## Exercise requirements
Copy out the entries below, substituting "commas" for each occurrence of "semicolons" and keeping every other character as it is.

═════ Data provided

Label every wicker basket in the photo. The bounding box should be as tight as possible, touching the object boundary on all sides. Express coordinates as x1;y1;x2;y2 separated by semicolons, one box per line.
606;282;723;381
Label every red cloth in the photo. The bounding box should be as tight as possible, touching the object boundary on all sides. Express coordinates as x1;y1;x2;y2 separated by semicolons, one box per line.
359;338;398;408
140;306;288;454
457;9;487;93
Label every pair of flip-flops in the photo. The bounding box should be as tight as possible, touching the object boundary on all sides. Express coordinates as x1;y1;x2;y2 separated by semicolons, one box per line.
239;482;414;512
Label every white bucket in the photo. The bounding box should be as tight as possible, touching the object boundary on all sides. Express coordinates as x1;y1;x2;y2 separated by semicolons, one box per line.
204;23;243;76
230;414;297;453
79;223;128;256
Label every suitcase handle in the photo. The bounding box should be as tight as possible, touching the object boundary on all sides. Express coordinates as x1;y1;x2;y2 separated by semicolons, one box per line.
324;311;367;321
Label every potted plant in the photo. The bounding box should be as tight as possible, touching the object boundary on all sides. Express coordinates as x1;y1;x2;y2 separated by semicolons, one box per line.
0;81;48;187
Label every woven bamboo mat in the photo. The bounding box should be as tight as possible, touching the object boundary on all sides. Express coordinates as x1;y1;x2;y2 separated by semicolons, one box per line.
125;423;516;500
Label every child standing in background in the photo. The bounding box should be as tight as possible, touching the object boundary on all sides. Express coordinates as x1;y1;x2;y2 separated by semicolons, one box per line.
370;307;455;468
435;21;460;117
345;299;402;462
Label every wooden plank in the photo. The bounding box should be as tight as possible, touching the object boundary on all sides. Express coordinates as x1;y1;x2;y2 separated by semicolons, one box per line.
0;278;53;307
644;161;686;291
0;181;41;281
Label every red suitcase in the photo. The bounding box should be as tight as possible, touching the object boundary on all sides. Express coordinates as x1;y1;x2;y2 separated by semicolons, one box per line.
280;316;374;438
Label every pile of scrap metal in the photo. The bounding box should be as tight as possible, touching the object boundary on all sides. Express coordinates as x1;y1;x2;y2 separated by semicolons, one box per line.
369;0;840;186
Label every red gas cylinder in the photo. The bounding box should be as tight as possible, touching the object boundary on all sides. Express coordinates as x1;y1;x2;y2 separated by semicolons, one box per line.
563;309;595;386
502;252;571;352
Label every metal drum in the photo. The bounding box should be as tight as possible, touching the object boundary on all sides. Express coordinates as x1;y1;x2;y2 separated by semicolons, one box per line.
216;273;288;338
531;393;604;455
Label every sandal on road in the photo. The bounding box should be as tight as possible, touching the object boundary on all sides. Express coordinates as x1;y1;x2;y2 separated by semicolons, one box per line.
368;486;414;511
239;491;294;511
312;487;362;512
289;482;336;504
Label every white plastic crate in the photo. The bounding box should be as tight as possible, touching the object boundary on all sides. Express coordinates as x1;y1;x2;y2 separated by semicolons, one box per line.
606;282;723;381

══════════

## Expected output
Label every wicker basket in the photo. The bounding box should be as tight as possible, touching the object boundary on all sides. Express coordinates as x1;y1;x2;y2 separated by commas, one box per line.
606;282;723;381
Label every red cloth in the photo. The bounding box should be as tight as possible, touching the object boundary on all sides. Express coordinates as x1;y1;x2;y2 separated by commas, one box per line.
359;338;398;408
140;306;288;454
457;9;487;93
Label every pair of flip-flops in the photo. The bounding box should be as tight as possible, touching the object boundary on all sides. Express coordinates as x1;y1;x2;y2 separated by commas, one box per line.
239;482;414;512
Label every white bucket in the photo. The bounding box should be as tight as possible, touching the object boundary on all sides. Express coordinates as x1;y1;x2;y2 separated by commas, one box per line.
204;23;243;76
230;414;297;453
79;223;128;256
Label every suitcase handle in the photo. The bounding box should be as tight as possible, touching the object boundary on all sides. Express coordinates as x1;y1;x2;y2 separated by commas, one box per line.
324;311;367;321
Label every potted plant in the photo. The bounding box should be as tight as possible, touching the object boundary on all sides. Express coordinates as x1;y1;x2;y2 separated by commas, one box per line.
0;81;48;187
Label every woven bamboo mat in the photo. The bounding box should be as tight as possible, touching the object boundary on all sides. Express coordinates as x1;y1;x2;y2 separated by commas, one box per line.
125;423;516;500
Label every child standing in background in the photo. The bounding box should be as tight as possible, touching the object boundary on all sides. Express coordinates as x1;y1;x2;y2 separated by commas, one box per line.
370;307;455;468
435;21;460;117
345;299;402;462
Label every wooden plank in the photo. The bounding box should be as tight as possible, touching the object boundary on all sides. Express coordinates as x1;y1;x2;y2 separated by commas, one box per line.
0;278;53;307
644;161;686;291
0;181;41;281
Label every red suitcase in the photo. The bounding box should be as tight as possible, touching the object boundary on all sides. Express coordinates as x1;y1;x2;y2 separated by commas, one box per line.
280;316;374;438
Label every pile of scrap metal in the photo. The bounding box should be as tight as possible, touching the object boundary on all sides. Express coordinates as x1;y1;x2;y2 separated by commas, one box per line.
369;0;840;186
Label every red gas cylinder in the photo. The bounding box should be as tight as possible, touching the object boundary on all sides. Express coordinates as x1;y1;x2;y2 separated by commas, one box per line.
563;309;595;386
502;252;571;352
Label every metal drum in the photo. The bounding box should be as tight as possible, touching the object boundary on all sides. Express coordinates as x1;y1;x2;y2 separated by commas, one box per line.
216;273;288;338
531;393;604;455
Label every sandal on road in the photo. The bounding box should be as tight as possible, touching the object boundary on all sides. Express coordinates as x1;y1;x2;y2 separated by commas, one box per line.
368;486;414;511
239;491;294;511
312;487;362;512
289;482;336;504
Label every white plastic crate in the photo. The bounding box should be as tight as possible, touching the object boundary on all sides. Express coordinates as x1;y1;x2;y2 separated by commas, one box per line.
606;282;723;381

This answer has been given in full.